▶ _Saved entries_
------------------------------------
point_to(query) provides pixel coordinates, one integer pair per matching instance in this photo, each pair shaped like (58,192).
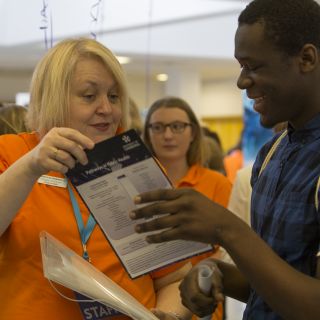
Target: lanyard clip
(85,253)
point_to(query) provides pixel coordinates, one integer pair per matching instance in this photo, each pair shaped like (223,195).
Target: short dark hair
(289,24)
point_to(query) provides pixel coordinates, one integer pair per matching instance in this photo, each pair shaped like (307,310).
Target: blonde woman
(78,98)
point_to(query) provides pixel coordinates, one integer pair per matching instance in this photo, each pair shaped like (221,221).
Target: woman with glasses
(174,136)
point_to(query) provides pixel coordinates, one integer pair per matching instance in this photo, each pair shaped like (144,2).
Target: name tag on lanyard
(92,310)
(53,181)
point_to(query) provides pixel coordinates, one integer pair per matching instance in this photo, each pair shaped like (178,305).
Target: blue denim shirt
(283,211)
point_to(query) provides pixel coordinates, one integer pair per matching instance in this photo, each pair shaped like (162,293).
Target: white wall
(218,98)
(221,99)
(13,82)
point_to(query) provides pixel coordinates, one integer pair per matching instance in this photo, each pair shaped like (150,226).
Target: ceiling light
(162,77)
(123,60)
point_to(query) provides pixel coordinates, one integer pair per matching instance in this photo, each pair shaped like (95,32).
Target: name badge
(95,310)
(53,181)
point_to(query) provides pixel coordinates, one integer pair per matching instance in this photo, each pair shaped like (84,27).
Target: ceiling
(156,34)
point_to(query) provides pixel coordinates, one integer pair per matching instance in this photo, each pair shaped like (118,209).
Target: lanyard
(84,231)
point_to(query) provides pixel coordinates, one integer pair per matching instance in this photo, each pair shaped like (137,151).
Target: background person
(277,44)
(78,98)
(173,134)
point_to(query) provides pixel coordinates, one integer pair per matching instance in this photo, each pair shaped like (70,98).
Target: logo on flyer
(126,139)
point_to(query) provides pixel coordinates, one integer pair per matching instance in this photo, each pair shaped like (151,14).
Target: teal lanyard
(84,231)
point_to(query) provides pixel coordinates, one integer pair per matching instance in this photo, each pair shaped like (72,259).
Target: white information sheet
(120,168)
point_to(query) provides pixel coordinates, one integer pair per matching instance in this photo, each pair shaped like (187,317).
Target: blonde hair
(12,119)
(51,82)
(195,154)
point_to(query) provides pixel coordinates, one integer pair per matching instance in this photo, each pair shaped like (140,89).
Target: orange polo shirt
(24,291)
(216,187)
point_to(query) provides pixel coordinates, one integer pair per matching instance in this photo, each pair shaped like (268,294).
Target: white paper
(64,266)
(120,168)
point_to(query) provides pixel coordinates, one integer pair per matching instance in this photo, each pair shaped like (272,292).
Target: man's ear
(308,58)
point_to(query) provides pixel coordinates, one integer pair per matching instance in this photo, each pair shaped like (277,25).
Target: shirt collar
(309,132)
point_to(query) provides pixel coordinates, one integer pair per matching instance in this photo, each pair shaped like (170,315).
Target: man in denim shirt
(277,271)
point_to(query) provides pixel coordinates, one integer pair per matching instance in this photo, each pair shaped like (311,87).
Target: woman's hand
(59,150)
(191,295)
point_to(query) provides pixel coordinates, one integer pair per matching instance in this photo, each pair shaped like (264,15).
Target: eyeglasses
(175,127)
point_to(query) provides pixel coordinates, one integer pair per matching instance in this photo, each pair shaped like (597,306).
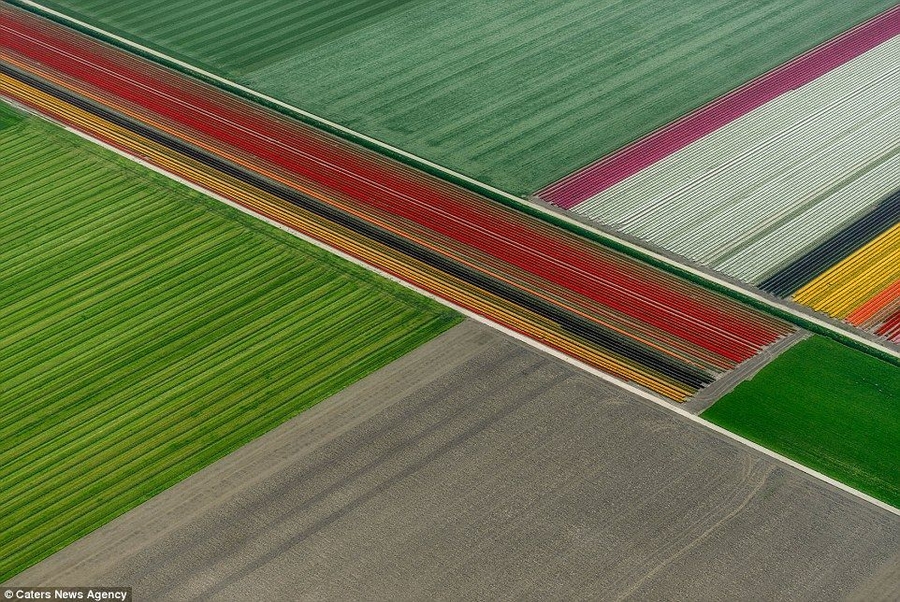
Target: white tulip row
(760,191)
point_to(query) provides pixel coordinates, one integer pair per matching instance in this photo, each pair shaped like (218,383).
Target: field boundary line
(630,388)
(719,112)
(527,205)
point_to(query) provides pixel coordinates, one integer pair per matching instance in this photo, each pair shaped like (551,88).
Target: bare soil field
(475,467)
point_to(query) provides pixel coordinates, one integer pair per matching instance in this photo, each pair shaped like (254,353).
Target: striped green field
(8,117)
(515,93)
(147,330)
(830,407)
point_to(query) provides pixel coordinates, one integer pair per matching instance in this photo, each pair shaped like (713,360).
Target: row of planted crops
(597,305)
(798,195)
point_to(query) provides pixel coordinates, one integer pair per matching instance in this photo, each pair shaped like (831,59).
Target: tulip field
(827,406)
(147,330)
(515,94)
(695,201)
(799,196)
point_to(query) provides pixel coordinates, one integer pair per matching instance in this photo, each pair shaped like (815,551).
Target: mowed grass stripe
(148,330)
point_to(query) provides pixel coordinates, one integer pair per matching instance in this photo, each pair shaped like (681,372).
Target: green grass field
(515,93)
(8,117)
(147,330)
(830,407)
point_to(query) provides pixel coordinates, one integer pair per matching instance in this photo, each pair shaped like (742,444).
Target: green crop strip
(826,406)
(474,186)
(515,94)
(147,330)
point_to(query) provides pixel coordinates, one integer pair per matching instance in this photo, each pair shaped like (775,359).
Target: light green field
(515,93)
(828,406)
(146,330)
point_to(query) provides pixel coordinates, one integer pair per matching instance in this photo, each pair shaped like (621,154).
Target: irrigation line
(527,206)
(622,384)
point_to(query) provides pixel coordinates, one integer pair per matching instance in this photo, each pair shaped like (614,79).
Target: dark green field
(515,93)
(830,407)
(147,330)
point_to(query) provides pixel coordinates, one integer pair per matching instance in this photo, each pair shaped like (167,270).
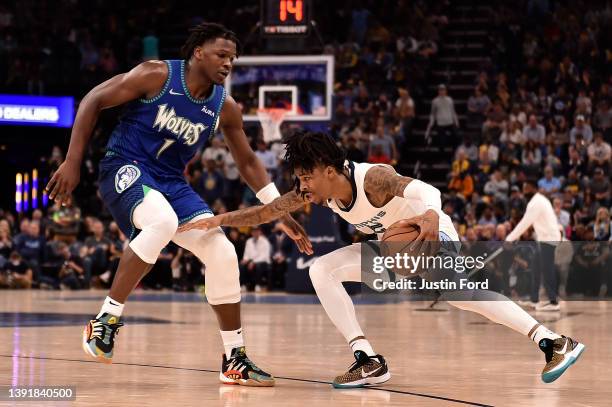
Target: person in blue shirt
(173,107)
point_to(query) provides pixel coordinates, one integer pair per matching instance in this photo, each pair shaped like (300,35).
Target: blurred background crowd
(533,102)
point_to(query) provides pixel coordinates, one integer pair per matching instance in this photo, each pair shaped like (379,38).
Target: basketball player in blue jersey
(174,107)
(372,198)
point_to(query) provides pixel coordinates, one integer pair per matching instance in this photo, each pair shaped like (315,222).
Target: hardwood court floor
(168,354)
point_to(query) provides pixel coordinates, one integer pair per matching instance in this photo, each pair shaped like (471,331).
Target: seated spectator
(267,157)
(582,128)
(531,159)
(352,152)
(65,222)
(72,271)
(32,246)
(563,216)
(513,133)
(6,244)
(600,187)
(469,150)
(497,187)
(477,106)
(17,273)
(463,184)
(549,184)
(496,121)
(98,251)
(255,263)
(602,225)
(386,143)
(461,163)
(211,184)
(377,156)
(599,153)
(534,131)
(281,251)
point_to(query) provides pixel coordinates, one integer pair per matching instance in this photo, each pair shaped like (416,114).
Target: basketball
(401,231)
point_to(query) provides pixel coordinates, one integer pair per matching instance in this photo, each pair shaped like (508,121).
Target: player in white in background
(541,215)
(373,197)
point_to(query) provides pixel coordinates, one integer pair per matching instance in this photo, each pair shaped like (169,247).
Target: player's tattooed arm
(255,215)
(381,184)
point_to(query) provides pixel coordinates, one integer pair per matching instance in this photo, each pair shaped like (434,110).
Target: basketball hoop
(271,120)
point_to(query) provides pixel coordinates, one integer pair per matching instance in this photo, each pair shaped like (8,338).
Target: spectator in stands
(497,186)
(405,113)
(382,145)
(600,187)
(17,273)
(599,153)
(65,222)
(72,271)
(255,263)
(534,131)
(563,216)
(6,243)
(98,251)
(267,157)
(496,121)
(31,248)
(513,133)
(602,119)
(602,225)
(281,252)
(531,159)
(549,185)
(477,106)
(443,118)
(581,128)
(211,183)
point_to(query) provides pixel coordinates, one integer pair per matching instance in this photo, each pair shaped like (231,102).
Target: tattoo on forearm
(381,184)
(259,214)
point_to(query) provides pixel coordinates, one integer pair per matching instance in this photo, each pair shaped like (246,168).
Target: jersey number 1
(167,143)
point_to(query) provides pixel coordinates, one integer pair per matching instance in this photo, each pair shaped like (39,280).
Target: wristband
(268,193)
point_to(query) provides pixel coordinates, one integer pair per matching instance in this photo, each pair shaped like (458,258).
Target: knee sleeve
(157,222)
(218,254)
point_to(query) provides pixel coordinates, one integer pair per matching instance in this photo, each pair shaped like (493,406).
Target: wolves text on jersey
(181,127)
(373,223)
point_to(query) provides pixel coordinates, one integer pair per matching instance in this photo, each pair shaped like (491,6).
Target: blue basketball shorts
(124,184)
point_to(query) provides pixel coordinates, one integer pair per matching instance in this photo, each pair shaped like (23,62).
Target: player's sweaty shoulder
(150,76)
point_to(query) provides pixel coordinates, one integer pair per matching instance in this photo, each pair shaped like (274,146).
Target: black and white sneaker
(365,371)
(239,369)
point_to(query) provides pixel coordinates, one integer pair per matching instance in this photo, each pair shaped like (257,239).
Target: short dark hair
(306,150)
(205,32)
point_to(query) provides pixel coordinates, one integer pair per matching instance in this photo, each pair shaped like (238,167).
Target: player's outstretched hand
(429,226)
(296,232)
(63,182)
(204,224)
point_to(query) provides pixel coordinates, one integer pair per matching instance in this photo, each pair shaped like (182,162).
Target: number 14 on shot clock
(286,18)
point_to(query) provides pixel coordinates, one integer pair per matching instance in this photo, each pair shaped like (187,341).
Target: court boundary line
(408,393)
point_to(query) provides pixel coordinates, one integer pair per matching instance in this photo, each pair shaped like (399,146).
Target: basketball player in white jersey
(373,197)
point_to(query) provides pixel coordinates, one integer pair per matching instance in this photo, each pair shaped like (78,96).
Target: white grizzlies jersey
(370,219)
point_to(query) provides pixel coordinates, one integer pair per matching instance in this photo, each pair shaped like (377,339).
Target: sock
(231,340)
(112,307)
(362,345)
(539,332)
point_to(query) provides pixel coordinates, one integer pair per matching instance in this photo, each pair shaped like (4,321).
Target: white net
(271,120)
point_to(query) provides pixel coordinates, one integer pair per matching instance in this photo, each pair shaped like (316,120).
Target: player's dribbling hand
(429,226)
(63,182)
(204,224)
(297,233)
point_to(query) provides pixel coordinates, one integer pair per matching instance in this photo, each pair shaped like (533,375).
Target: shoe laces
(98,329)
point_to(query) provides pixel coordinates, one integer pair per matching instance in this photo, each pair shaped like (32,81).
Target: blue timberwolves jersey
(163,133)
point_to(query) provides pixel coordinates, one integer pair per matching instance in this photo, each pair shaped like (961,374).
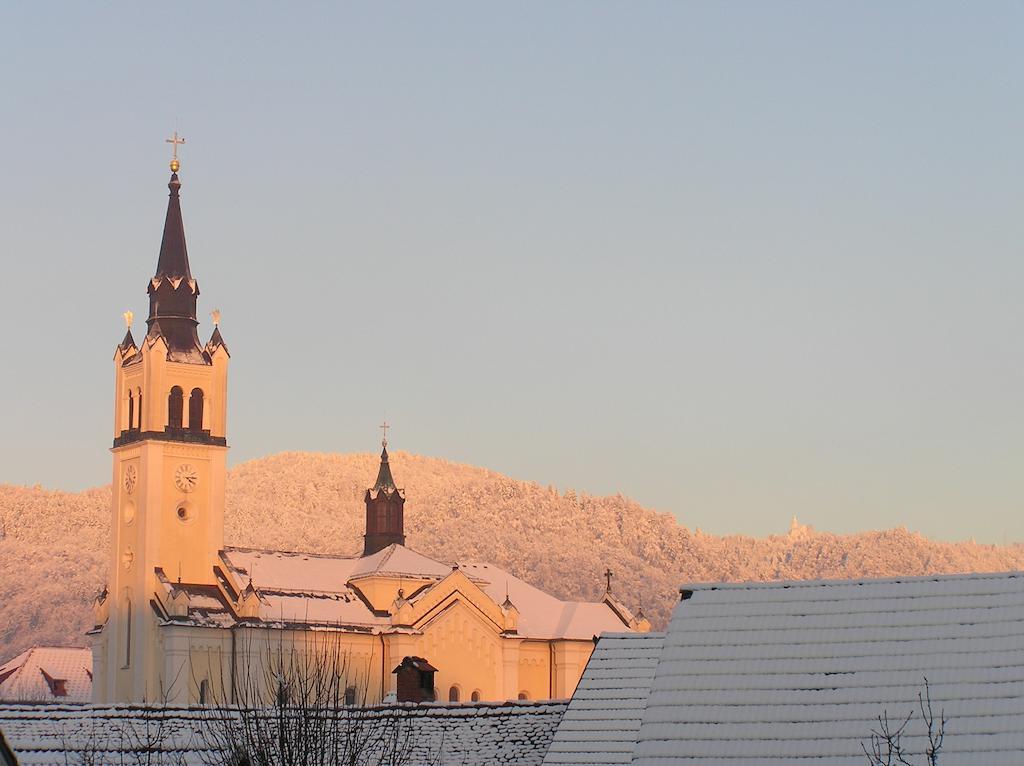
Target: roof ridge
(784,584)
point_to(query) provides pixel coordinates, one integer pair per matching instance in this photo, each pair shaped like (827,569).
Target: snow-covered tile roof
(541,614)
(313,588)
(602,721)
(800,672)
(47,674)
(476,734)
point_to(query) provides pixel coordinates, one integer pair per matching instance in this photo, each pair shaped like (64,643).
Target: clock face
(131,478)
(185,477)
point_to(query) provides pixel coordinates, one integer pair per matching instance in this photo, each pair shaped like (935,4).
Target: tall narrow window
(196,410)
(127,633)
(175,403)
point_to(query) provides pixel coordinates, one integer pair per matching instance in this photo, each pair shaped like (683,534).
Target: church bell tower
(170,447)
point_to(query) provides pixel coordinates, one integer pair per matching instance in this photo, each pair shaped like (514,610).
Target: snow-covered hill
(53,545)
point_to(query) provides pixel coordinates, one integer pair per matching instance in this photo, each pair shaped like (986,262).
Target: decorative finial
(175,140)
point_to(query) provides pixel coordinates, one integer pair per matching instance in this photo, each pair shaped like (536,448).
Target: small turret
(385,510)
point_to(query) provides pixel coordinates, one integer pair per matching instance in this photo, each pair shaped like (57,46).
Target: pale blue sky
(736,260)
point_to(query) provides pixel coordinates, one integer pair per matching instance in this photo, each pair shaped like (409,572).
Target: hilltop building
(185,620)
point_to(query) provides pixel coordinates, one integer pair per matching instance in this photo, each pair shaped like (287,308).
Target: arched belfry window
(175,405)
(196,410)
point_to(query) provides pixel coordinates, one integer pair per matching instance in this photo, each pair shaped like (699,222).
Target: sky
(736,260)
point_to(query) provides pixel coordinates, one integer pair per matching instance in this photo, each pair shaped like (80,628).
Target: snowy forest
(53,545)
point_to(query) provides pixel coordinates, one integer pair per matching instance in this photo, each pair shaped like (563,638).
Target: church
(185,620)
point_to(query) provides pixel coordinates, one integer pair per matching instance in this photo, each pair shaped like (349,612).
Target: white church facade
(184,619)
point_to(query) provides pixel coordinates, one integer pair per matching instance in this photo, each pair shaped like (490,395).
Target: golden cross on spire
(175,140)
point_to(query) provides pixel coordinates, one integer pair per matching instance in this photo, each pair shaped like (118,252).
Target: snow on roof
(602,721)
(541,614)
(47,674)
(800,672)
(312,588)
(322,572)
(470,734)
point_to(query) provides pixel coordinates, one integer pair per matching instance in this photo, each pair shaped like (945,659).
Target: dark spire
(173,252)
(384,478)
(385,510)
(172,290)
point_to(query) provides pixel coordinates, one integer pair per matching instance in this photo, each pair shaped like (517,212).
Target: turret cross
(175,140)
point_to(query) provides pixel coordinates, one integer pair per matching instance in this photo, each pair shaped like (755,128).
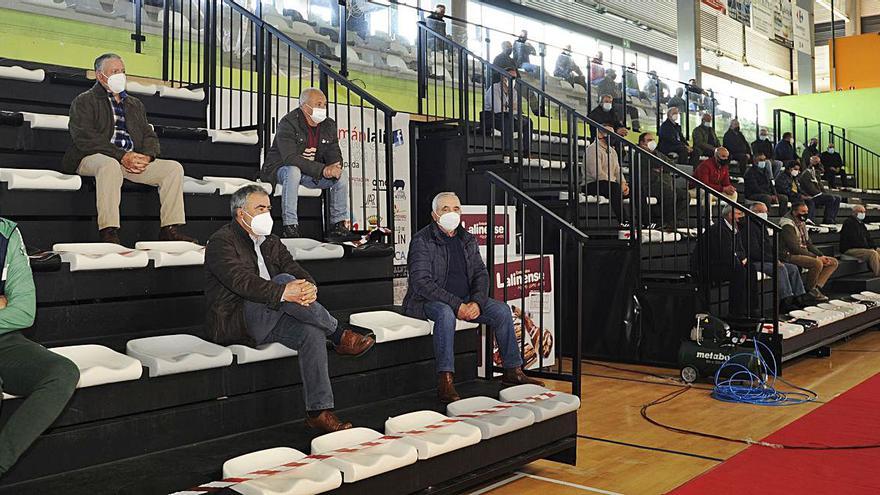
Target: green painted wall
(858,111)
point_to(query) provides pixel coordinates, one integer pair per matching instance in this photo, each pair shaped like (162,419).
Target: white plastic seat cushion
(244,354)
(228,185)
(310,478)
(99,365)
(46,121)
(173,253)
(170,354)
(358,461)
(198,186)
(20,73)
(388,325)
(310,249)
(233,137)
(182,93)
(491,424)
(45,180)
(303,192)
(432,433)
(100,256)
(542,402)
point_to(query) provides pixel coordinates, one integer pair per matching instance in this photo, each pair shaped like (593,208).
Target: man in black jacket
(728,262)
(112,141)
(448,280)
(855,241)
(306,152)
(759,186)
(257,294)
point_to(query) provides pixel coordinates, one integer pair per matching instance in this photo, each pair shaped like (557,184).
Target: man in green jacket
(27,369)
(112,141)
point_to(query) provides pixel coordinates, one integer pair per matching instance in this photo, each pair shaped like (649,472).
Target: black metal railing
(545,290)
(253,74)
(859,162)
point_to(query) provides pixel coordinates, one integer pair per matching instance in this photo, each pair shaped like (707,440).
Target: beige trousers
(167,175)
(870,256)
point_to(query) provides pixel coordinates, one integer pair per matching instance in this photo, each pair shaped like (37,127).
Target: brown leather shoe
(515,376)
(353,344)
(170,233)
(327,422)
(445,389)
(109,234)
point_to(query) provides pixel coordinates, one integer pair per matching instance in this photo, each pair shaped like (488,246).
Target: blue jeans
(291,177)
(303,329)
(789,279)
(494,313)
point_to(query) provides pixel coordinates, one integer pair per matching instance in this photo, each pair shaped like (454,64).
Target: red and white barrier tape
(216,486)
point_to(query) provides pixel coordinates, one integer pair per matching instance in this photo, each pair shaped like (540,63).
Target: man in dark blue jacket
(448,280)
------------------------------------
Please give the part of the saved entries above that opens with the line containing "shaped like (488,246)." and runs through the end of the entries as a JSON list of strings, one per line, with blank lines left out.

▶ _PROBLEM SOLUTION_
[
  "point_to(query) provides pixel coordinates, one integer pair per matching instance in this photo, each pair shaped like (488,246).",
  "Target: blue jeans",
  "(291,177)",
  "(303,329)",
  "(789,279)",
  "(494,313)",
  "point_to(query) provides pixel coordinates, one integer pair per matching instance in this photo, each pair shaped like (454,64).",
  "Target: red and white barrier tape",
  "(216,486)",
  "point_to(query) provides pixel coordinates, one integer pair per matching instance in this photo, each pair shaped like (540,63).",
  "Target: man in dark blue jacket",
  "(448,280)"
]